In contrast, a new approach to modernization driven by 100% automation, provided by companies such as Synchrony Systems, changes the status quo. They offer a highly transparent, efficient, and predictable modernization solution at a fraction of both the price and the risk of the traditional rip-and-replace solutions. Not only does this new approach fit within the shrinking budgets of the public sector, but the process requires little to no internal IT involvement and no end-user retraining once the modernization project is complete.

2. Ask how vendors will preserve the functional equivalence

Your government IT professionals have spent years building systems specialized for your agency, department, or office. The final application was probably developed organically, adding functionality as needed and modified as the needs of the organization changed. Your IT “subject-matter experts” certainly know your systems inside and out, and those systems contain critical functionality to support your agency’s operations.

The challenge with legacy applications is not the functionality but the aging technology that the functionality is built upon. What necessitates the modernization are your maintenance costs, skills shortage, technical requirements imposed by the regulatory compliance changes, and overall inability to provide modern digital experiences to your constituents. The move to modern technology is no longer the debate. The question is whether the modernized system will be one that your IT department can recognize and continue to maintain as efficiently and effectively as it has been to date.

By looking for modernization solutions that focus on the preservation of the original investment into legacy applications, your organization will end up with modernized systems that have equivalent functionality and a recognizable user experience. Therefore, the transition plan to take ownership of the application in a new platform will be more immediate, operationally frictionless, and will have significant cost savings.

Dataset items:
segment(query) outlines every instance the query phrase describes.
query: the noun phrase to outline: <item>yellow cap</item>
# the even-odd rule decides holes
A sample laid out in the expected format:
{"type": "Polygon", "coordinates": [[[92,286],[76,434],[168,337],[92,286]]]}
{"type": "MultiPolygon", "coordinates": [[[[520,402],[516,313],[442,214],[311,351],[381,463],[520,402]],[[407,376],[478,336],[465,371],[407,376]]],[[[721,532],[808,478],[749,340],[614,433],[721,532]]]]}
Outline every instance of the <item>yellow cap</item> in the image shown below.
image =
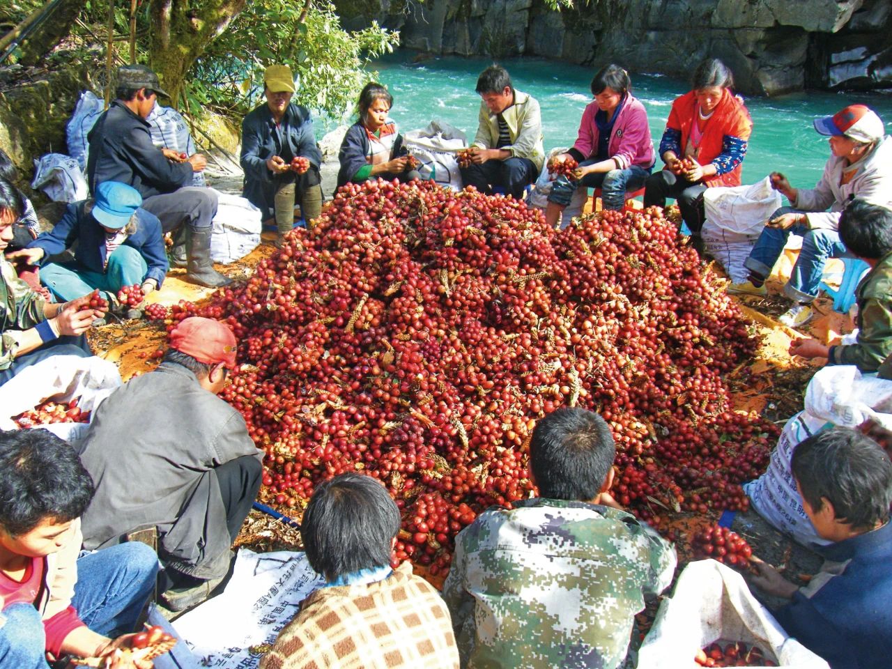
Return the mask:
{"type": "Polygon", "coordinates": [[[294,76],[287,65],[270,65],[263,73],[263,83],[272,93],[294,92],[294,76]]]}

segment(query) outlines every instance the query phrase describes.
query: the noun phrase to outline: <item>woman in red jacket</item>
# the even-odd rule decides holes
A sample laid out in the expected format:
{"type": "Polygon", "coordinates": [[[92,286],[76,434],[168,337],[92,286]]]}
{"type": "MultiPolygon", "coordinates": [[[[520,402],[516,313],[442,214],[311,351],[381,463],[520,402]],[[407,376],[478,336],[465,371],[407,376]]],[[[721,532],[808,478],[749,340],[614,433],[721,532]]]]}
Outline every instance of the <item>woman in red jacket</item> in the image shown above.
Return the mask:
{"type": "Polygon", "coordinates": [[[703,193],[711,186],[739,186],[740,166],[753,121],[743,101],[731,92],[734,75],[717,58],[694,70],[693,90],[675,99],[660,140],[665,167],[645,185],[644,206],[678,201],[681,218],[698,236],[703,227],[703,193]]]}

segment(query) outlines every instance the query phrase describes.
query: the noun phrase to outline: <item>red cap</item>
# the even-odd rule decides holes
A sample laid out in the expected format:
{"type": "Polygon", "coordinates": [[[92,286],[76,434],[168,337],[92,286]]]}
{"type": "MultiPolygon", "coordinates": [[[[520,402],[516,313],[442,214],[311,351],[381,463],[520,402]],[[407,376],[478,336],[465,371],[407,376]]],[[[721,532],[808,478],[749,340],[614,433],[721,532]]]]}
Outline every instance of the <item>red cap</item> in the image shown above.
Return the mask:
{"type": "Polygon", "coordinates": [[[235,335],[225,323],[193,316],[170,331],[170,348],[205,365],[224,362],[235,367],[235,335]]]}

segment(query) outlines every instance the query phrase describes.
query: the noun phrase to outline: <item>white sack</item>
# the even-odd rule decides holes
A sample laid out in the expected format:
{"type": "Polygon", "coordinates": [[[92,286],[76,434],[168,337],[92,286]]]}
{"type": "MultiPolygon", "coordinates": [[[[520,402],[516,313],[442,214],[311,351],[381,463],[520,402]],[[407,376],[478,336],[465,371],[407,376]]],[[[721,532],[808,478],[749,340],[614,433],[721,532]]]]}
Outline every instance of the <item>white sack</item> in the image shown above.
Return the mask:
{"type": "Polygon", "coordinates": [[[422,178],[433,178],[439,186],[461,190],[464,185],[456,153],[467,148],[467,137],[449,123],[432,120],[420,130],[409,130],[402,137],[403,145],[421,163],[422,178]]]}
{"type": "Polygon", "coordinates": [[[211,235],[211,258],[223,265],[244,258],[260,243],[260,210],[238,195],[216,191],[217,214],[211,235]]]}
{"type": "MultiPolygon", "coordinates": [[[[18,429],[12,417],[46,400],[69,402],[78,399],[82,411],[94,411],[121,384],[118,366],[102,358],[57,355],[31,365],[0,385],[0,429],[18,429]]],[[[93,415],[91,413],[90,419],[93,415]]],[[[85,423],[40,425],[66,441],[87,429],[85,423]]]]}
{"type": "Polygon", "coordinates": [[[89,196],[80,164],[62,153],[47,153],[34,161],[31,187],[39,188],[56,202],[76,202],[89,196]]]}
{"type": "Polygon", "coordinates": [[[758,235],[782,203],[769,177],[749,186],[706,188],[703,202],[707,221],[739,235],[758,235]]]}
{"type": "MultiPolygon", "coordinates": [[[[533,185],[533,188],[526,195],[527,206],[545,211],[545,208],[549,204],[551,182],[554,181],[554,176],[549,172],[549,161],[556,155],[566,153],[568,150],[567,147],[558,147],[549,152],[548,156],[545,158],[545,162],[542,163],[542,169],[539,171],[539,178],[536,179],[536,183],[533,185]]],[[[580,186],[574,192],[573,197],[570,198],[570,203],[566,205],[566,208],[561,212],[561,216],[558,219],[561,228],[570,225],[570,221],[574,218],[582,215],[582,209],[585,207],[585,201],[588,199],[588,188],[580,186]]]]}
{"type": "Polygon", "coordinates": [[[87,136],[93,129],[104,107],[104,103],[92,91],[84,91],[65,126],[68,154],[78,161],[84,171],[87,170],[87,159],[90,153],[90,143],[87,141],[87,136]]]}
{"type": "Polygon", "coordinates": [[[743,576],[715,560],[691,562],[664,599],[638,653],[638,669],[695,669],[697,651],[715,640],[758,646],[787,669],[830,665],[787,635],[747,587],[743,576]]]}
{"type": "Polygon", "coordinates": [[[305,553],[241,549],[223,593],[178,618],[174,626],[202,666],[252,669],[260,655],[251,647],[273,643],[300,603],[324,583],[305,553]]]}
{"type": "Polygon", "coordinates": [[[825,426],[857,427],[868,419],[892,430],[892,381],[864,376],[854,365],[820,369],[805,389],[805,410],[784,425],[768,469],[743,486],[756,513],[804,546],[830,543],[802,508],[790,467],[793,450],[825,426]]]}
{"type": "MultiPolygon", "coordinates": [[[[157,102],[145,120],[149,123],[152,144],[160,149],[193,155],[198,153],[183,115],[173,107],[162,107],[157,102]]],[[[204,172],[193,172],[192,186],[204,186],[204,172]]],[[[219,262],[219,260],[218,260],[219,262]]]]}

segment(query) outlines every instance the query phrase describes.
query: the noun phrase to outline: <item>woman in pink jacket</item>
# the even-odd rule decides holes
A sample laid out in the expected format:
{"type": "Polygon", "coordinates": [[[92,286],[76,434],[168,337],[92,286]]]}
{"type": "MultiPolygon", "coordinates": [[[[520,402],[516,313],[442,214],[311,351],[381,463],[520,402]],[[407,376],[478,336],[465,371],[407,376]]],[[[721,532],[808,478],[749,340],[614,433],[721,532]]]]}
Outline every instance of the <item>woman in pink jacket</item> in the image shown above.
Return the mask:
{"type": "Polygon", "coordinates": [[[595,96],[582,112],[579,136],[567,153],[553,159],[579,162],[571,181],[564,175],[551,184],[545,219],[555,226],[580,186],[601,189],[604,209],[622,210],[625,194],[644,186],[654,168],[648,112],[631,93],[629,73],[619,65],[602,68],[591,79],[595,96]]]}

Exercises to complete:
A - Copy the modernization article from "The challenge with" to "been to date.", replacing "skills shortage" with "talent shortage".
B - Count the lines of the records that contain the string "yellow", matching case exactly, and reply with the number alone.
The records are unrelated to the modernization article.

Results in order:
A -
The challenge with legacy applications is not the functionality but the aging technology that the functionality is built upon. What necessitates the modernization are your maintenance costs, talent shortage, technical requirements imposed by the regulatory compliance changes, and overall inability to provide modern digital experiences to your constituents. The move to modern technology is no longer the debate. The question is whether the modernized system will be one that your IT department can recognize and continue to maintain as efficiently and effectively as it has been to date.

B - 2